(Material provided)
********************

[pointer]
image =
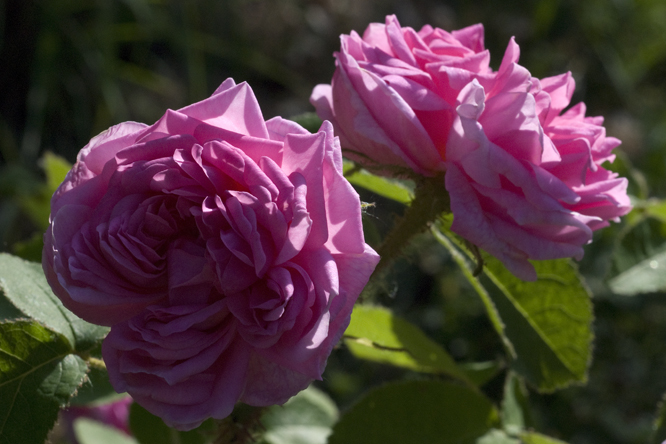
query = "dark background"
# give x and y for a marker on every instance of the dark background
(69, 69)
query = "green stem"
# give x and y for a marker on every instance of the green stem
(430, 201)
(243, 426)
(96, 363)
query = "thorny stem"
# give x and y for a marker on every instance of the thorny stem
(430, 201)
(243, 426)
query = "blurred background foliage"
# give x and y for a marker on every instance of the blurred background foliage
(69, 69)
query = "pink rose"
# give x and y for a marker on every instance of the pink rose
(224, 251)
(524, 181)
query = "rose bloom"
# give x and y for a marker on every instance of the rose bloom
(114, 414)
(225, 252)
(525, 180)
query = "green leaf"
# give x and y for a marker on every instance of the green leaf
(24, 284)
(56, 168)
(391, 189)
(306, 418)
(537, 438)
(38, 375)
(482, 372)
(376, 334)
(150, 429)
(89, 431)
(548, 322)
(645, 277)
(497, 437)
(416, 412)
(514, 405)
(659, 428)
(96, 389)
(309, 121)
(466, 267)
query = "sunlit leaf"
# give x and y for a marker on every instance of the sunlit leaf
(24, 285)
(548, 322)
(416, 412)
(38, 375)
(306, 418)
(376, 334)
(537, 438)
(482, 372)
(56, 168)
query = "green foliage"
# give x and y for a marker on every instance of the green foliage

********************

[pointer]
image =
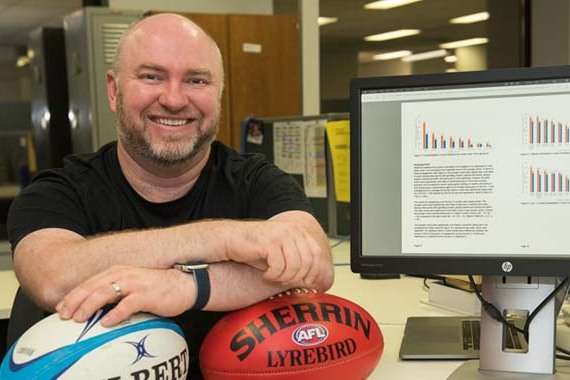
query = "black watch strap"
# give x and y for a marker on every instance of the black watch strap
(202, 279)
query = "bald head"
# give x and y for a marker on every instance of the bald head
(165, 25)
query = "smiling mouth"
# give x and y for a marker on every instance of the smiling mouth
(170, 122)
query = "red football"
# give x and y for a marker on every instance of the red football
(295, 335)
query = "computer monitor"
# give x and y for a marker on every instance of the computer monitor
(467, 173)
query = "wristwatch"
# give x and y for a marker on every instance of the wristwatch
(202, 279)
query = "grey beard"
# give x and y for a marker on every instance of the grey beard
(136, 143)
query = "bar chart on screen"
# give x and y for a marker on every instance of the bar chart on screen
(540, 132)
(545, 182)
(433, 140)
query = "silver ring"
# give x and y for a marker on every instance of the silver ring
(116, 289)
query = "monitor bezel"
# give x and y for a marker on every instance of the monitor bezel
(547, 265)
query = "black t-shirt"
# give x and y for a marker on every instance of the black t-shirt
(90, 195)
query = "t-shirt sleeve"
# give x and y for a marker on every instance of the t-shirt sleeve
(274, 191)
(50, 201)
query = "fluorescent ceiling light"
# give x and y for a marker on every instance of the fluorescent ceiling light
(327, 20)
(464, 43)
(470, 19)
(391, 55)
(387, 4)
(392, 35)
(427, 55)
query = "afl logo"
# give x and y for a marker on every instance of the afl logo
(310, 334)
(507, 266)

********************

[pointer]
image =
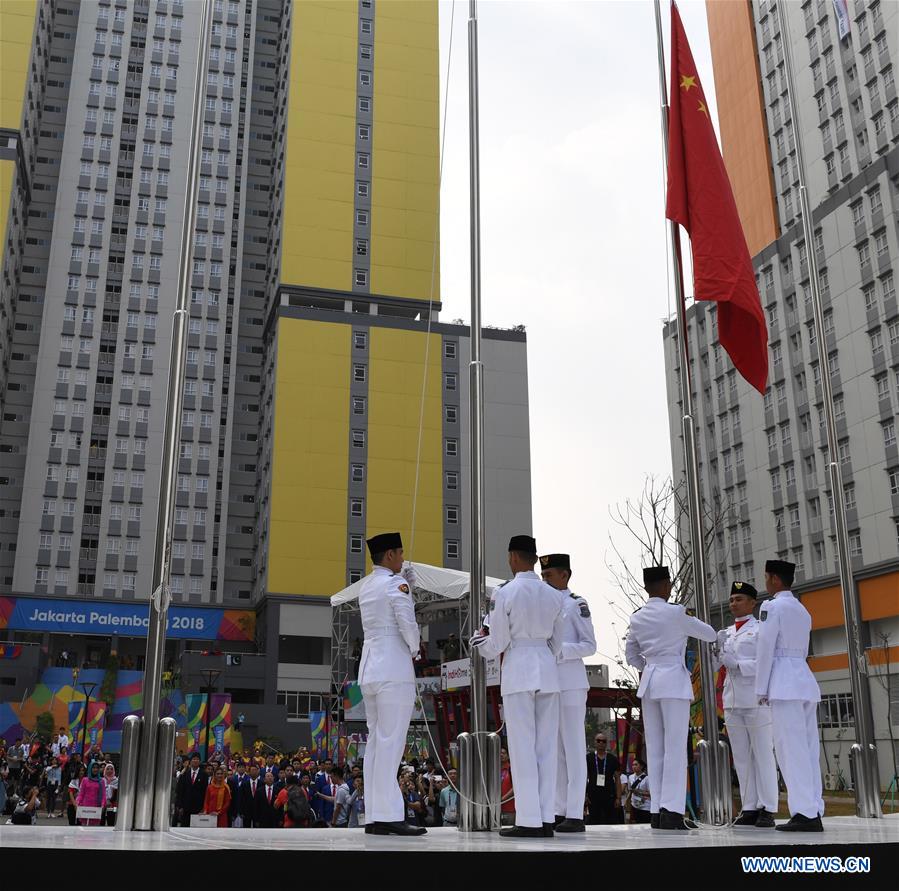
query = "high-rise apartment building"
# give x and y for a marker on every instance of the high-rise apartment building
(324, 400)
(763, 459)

********************

(Exercise goal)
Extract each line above that contains the word "sunlit", and copy those lines in full.

(The response)
query = "sunlit leaf"
# give x and y for a marker on every instance of the sunlit leaf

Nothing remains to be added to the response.